* **Exercise prompt**:
Print the lines of the records below without any change, beginning at the line that contains "Can you see the baseboard" and ending after the line that contains "[[349, 254]]". Include both of those lines and nothing else.

* **Information given**:

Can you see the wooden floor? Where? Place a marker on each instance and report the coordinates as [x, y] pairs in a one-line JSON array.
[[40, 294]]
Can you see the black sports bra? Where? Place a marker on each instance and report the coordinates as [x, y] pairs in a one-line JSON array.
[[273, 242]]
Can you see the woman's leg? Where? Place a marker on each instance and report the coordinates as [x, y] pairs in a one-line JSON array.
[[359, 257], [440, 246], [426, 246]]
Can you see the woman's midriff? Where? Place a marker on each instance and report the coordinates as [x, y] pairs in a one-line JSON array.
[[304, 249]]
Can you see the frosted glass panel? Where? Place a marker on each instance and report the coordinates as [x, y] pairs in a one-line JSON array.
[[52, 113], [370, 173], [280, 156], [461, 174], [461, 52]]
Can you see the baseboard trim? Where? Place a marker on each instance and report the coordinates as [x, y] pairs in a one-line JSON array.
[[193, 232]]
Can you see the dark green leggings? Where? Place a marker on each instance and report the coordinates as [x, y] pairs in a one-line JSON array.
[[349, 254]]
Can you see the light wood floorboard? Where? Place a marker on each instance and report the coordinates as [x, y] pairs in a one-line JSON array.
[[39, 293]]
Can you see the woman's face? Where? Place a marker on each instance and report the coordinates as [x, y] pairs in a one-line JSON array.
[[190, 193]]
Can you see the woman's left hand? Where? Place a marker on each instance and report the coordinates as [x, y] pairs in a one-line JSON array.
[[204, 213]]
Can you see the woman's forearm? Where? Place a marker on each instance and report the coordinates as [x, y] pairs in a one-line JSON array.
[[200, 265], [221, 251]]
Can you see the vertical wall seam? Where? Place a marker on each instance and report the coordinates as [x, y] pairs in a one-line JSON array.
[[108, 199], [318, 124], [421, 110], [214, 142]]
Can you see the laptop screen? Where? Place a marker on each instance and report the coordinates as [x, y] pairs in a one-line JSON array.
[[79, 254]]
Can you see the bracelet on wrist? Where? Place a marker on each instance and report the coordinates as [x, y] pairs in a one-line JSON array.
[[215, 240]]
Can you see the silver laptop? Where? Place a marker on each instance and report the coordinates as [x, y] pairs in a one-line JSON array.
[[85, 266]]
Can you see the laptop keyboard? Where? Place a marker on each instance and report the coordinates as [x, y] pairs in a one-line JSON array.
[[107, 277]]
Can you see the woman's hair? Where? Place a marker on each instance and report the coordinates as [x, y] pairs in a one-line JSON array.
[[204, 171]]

* **Task output**:
Can you see the baseboard trim? Where? Place a marker on each instance and report the coordinates as [x, y] pairs in a one-line JSON array.
[[193, 232]]
Can you see the dark green leggings? Where? Place a marker on each instance and report the coordinates as [x, y] pairs in a one-line JSON array.
[[349, 254]]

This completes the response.